[DATASET EXCERPTS Boundary: Start]

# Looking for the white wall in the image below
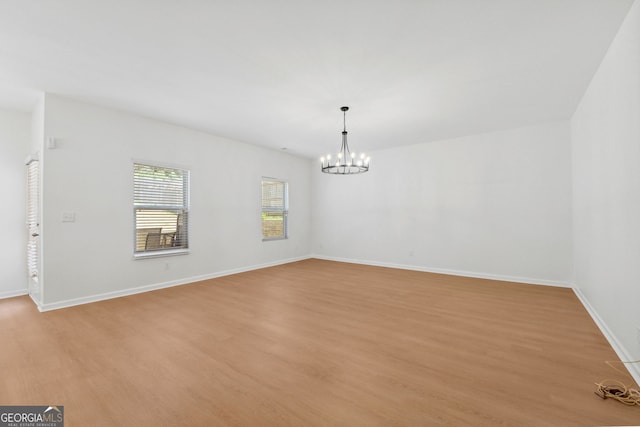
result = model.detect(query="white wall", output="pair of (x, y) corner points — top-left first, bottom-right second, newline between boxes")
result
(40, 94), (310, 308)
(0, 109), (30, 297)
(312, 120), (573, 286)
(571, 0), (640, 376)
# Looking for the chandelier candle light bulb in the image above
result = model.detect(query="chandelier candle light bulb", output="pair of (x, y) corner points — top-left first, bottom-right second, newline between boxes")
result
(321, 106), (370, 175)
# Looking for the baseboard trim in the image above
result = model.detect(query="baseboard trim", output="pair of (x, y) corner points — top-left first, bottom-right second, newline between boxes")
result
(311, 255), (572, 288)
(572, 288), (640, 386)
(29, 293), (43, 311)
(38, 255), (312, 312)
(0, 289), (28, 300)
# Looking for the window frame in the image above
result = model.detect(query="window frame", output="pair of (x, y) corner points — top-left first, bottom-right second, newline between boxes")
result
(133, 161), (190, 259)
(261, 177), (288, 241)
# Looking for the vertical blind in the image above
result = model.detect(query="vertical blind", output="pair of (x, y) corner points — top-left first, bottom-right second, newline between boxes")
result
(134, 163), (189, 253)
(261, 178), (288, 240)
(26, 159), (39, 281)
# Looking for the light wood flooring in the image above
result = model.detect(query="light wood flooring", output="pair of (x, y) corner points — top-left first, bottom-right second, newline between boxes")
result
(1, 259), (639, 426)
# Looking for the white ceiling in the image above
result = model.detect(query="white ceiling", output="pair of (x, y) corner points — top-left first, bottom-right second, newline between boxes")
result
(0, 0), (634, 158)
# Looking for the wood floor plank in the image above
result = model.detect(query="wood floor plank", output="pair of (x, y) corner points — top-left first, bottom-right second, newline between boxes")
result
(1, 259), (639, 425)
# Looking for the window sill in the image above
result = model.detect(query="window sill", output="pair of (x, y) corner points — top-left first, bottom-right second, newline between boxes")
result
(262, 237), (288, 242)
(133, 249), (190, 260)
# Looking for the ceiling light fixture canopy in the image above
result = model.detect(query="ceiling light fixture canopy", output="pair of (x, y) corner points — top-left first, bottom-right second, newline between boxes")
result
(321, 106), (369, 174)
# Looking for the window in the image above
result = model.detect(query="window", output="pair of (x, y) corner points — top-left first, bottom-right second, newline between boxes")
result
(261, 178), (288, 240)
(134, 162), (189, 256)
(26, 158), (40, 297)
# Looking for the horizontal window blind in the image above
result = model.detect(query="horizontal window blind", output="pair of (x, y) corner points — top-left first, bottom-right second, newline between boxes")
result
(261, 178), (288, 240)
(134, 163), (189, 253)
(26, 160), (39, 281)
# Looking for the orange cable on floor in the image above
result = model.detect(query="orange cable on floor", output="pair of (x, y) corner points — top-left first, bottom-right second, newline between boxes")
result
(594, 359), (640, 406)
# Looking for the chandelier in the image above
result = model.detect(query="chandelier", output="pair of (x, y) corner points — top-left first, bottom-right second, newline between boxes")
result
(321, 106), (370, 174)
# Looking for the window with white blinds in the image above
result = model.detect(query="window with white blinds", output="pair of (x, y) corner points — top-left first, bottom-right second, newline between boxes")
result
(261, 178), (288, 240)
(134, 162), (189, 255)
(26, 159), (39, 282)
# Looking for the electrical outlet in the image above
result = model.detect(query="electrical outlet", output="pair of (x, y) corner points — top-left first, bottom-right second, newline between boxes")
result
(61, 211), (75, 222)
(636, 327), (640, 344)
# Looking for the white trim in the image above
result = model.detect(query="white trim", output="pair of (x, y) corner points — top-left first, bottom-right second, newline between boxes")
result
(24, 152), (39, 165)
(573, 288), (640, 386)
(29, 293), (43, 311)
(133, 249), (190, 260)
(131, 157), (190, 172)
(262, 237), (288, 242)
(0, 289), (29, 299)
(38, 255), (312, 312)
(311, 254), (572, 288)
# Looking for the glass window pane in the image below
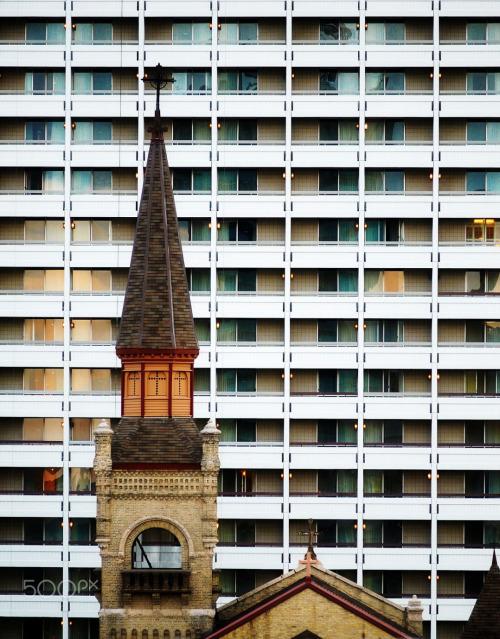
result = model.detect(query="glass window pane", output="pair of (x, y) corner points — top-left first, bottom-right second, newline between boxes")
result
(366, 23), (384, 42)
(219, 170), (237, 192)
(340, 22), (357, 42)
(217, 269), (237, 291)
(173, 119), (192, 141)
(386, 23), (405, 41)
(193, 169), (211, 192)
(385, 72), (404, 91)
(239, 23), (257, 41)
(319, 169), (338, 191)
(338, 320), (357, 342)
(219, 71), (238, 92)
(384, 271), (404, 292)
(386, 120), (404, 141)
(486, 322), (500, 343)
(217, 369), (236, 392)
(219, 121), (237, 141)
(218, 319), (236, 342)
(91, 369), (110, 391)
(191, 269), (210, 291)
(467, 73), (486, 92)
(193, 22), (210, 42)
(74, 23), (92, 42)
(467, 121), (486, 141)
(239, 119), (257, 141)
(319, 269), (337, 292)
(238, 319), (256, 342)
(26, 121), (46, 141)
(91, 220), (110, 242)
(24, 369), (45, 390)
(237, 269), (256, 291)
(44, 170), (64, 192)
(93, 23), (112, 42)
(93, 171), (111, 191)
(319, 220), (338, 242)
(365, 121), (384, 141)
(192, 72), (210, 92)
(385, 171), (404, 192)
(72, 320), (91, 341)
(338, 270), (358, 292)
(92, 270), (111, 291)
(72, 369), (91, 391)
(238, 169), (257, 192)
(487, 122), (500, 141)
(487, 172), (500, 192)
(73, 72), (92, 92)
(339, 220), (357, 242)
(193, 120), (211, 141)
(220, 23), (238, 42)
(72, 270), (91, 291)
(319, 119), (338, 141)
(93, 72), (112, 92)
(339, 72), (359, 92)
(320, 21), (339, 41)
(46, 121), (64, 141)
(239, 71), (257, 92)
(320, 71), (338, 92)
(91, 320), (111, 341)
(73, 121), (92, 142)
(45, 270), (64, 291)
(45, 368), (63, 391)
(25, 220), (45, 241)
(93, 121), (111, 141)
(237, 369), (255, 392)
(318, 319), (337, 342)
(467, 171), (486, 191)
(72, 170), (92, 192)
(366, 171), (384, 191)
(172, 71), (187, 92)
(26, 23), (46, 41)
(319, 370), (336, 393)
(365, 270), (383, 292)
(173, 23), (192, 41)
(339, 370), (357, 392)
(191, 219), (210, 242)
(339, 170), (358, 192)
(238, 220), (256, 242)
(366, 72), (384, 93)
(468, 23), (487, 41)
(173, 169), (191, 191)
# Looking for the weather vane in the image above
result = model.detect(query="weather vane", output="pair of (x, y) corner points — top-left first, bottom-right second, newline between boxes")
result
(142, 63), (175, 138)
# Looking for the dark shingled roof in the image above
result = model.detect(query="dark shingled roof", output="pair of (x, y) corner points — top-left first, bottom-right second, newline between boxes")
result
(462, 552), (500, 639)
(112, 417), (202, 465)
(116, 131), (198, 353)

[DATASET EXCERPTS Boundary: End]

### TASK ITEM
Within the lines above, find those holding the word "orange" and copy them.

### EXPECTED ANSWER
# Looking for the orange cable on floor in the image above
result = model.detect(query="orange cable on floor", output="pair of (x, y) corner points — top-left first, bottom-right second, newline between boxes")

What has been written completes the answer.